What to do
Restate the records that follow word for word; no pictures should appear.

(Coordinate annotation records)
######

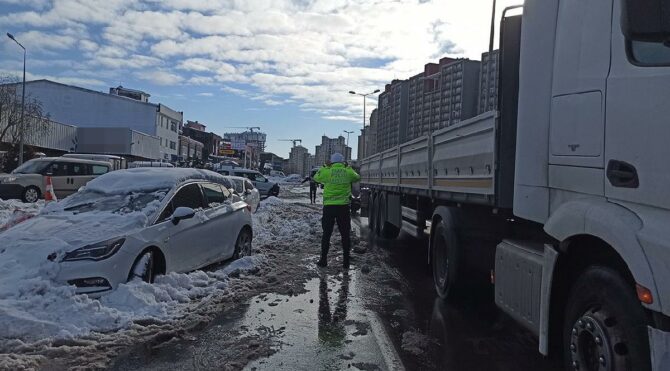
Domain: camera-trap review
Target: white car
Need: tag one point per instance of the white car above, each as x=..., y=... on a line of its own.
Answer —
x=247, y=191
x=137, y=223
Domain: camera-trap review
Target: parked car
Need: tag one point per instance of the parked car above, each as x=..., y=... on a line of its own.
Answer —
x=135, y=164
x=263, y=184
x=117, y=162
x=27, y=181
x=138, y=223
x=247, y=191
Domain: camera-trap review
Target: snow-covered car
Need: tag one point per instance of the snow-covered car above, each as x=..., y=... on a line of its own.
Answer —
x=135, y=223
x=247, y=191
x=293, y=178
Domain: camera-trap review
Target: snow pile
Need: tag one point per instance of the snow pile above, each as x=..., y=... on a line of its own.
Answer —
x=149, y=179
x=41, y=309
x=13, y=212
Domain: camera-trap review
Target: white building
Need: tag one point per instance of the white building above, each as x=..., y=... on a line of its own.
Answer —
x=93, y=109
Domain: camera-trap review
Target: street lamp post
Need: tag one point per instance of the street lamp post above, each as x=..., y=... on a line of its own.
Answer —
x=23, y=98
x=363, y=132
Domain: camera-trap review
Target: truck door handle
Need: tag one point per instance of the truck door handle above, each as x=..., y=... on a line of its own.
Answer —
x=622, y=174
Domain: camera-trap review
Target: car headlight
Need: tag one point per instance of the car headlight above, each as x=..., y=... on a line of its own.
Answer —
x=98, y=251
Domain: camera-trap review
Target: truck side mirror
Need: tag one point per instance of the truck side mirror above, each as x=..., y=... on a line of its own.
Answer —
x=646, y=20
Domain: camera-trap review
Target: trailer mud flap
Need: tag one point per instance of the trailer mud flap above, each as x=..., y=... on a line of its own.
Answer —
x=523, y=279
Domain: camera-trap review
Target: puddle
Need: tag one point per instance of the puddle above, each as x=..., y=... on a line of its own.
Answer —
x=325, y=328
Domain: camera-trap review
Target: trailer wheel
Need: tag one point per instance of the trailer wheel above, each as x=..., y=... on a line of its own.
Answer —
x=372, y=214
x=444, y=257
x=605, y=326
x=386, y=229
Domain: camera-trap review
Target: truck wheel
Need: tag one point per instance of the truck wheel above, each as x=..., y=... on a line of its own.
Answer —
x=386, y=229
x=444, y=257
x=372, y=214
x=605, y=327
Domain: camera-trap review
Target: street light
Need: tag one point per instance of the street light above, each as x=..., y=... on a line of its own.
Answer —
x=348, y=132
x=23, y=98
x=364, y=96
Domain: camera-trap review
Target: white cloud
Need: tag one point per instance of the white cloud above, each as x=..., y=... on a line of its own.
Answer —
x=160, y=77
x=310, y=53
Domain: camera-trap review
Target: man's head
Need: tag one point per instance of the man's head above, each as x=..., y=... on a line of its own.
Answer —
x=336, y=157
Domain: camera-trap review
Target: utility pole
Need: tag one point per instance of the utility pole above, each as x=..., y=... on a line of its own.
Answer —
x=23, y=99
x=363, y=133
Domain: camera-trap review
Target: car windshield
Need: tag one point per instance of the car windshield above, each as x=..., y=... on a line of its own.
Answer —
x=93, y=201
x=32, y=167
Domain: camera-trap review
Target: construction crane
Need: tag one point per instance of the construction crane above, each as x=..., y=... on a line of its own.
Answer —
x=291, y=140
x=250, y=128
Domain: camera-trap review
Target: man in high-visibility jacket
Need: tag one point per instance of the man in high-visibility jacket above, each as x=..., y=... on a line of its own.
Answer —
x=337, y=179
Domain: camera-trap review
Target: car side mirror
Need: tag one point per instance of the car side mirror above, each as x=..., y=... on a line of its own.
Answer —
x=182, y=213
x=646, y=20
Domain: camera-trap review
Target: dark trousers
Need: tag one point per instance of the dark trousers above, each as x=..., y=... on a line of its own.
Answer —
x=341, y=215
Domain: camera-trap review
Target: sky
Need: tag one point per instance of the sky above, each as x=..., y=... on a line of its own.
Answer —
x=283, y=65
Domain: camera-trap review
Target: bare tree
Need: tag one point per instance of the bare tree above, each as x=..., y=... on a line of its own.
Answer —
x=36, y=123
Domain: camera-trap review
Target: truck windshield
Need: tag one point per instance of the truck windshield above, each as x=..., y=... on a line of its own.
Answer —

######

Full output
Domain: camera-trap review
Target: white car
Need: tag one point per instance of the white car above, each as x=..., y=... on a line of its own.
Answer —
x=247, y=191
x=137, y=223
Domain: camera-trap review
Target: parked car
Need: tag one point per instance of the parked car above, each as x=..., y=... on a line of its own.
Answer —
x=135, y=164
x=263, y=184
x=117, y=162
x=27, y=181
x=138, y=223
x=247, y=191
Domain: camera-trap review
Target: snow-covered car
Need: tag one point per instance of the snow-covered car above, each as x=..., y=... on a line of its own.
Answer —
x=135, y=223
x=247, y=191
x=293, y=178
Domain: camera-trap review
Target: snow pile
Need: tag one point per instance of the snow pile above, each as x=..., y=... on a line of its own.
Answer —
x=149, y=179
x=41, y=309
x=13, y=212
Domain: camera-trap review
Target: white building
Need: tag one point per instance of the white building above, each as x=..., y=... on a line of its own.
Answer —
x=93, y=109
Domain: camera-trap review
Target: street lamp post
Need: tag one point per instance of the street lamp post above, each as x=..., y=... on a line of its own.
Answer —
x=23, y=98
x=363, y=132
Domain: camera-trap review
Target: truck door handle
Need: tag one point per instance of the truck door handle above, each as x=..., y=... on a line of its own.
Answer —
x=622, y=174
Domain: camera-trap review
Target: car headlight
Need: tag one point per instance of the car headlight above, each as x=..., y=... on a line of its own.
Answer —
x=98, y=251
Domain: camera-trap review
Target: truck side mirror
Need: tag one point per instance of the truck side mirror above, each as x=..., y=... on a line of its own.
Answer —
x=646, y=20
Domain: camera-trap review
Target: trailer mud flap
Need: tag one point per instance of the trailer mud flap above, each as x=..., y=... on a line of its own.
Answer —
x=523, y=279
Domain: camera-trap review
Target: puddle
Need: tag one point per instance of the puddle above, each as x=..., y=... on a line of its own.
Answer —
x=325, y=328
Domain: camera-trap review
Target: trailer wheel
Need: tag one point per instance of the trailer wheel above, each as x=..., y=... on a line of its own.
Answer —
x=372, y=214
x=444, y=257
x=605, y=326
x=386, y=229
Domain: camera-trap review
Target: truck wheel
Need: tag one point per instance of the truck wheel above, each as x=..., y=... on a line of its own.
Answer —
x=386, y=229
x=444, y=257
x=372, y=214
x=605, y=327
Domain: camera-trap review
Target: street light
Need: tag one point per instance of the street light above, each as x=..., y=... on a line of its own.
Answer —
x=348, y=132
x=23, y=98
x=364, y=96
Domain: camera-trap review
Target: white cloud
Need: tag one point per instance of the white cloud above, each as x=..., y=... on a line of its own.
Answer —
x=160, y=77
x=310, y=53
Domain: camera-trap review
Target: man's head
Need: tag one point per instance of the man's head above, each as x=..., y=... on a line of its own.
Answer —
x=336, y=157
Domain: camera-trap review
Target: utility pole
Need: tag one point per instance of the utility pole above, each as x=..., y=... on a line of its own.
Answer —
x=23, y=99
x=363, y=133
Domain: camera-trap review
Target: car windshield
Need: tag one point per instance of the car windshield above, each as x=..., y=... on a line of its own.
Answer —
x=93, y=201
x=32, y=167
Domain: camera-trap review
Target: construction crane
Need: tag one point per instance of the construction crane above, each as x=..., y=... on a line of its own.
Answer —
x=291, y=140
x=250, y=128
Domain: camera-trap review
Target: man in high-visibility jacket
Need: tag one point per instance of the man in high-visibility jacket above, each as x=..., y=... on a line of its own.
Answer —
x=337, y=179
Domain: camera-trap review
Target: car side mirror
Need: tag one point per instance of the car side mirror above, each as x=..., y=... on a line of its own.
Answer —
x=182, y=213
x=646, y=20
Domain: camera-trap review
Target: dark trousers
Need: tag one point per instance of the dark trousers above, each as x=..., y=... on a line of its own.
Answer —
x=341, y=215
Domain: camera-trap review
Target: sky
Need: tag one point per instance of the sky above, each as x=..., y=... on a line of its own.
Answer —
x=283, y=65
Domain: camera-trap review
Target: bare tree
Need: tag one point per instance of the bare tree above, each as x=..., y=... on a line of its own.
Answer —
x=36, y=123
Domain: camera-trap review
Target: truck windshield
Need: tag one point per instance of the truck windshield above, each as x=..., y=... on a line of its own.
Answer —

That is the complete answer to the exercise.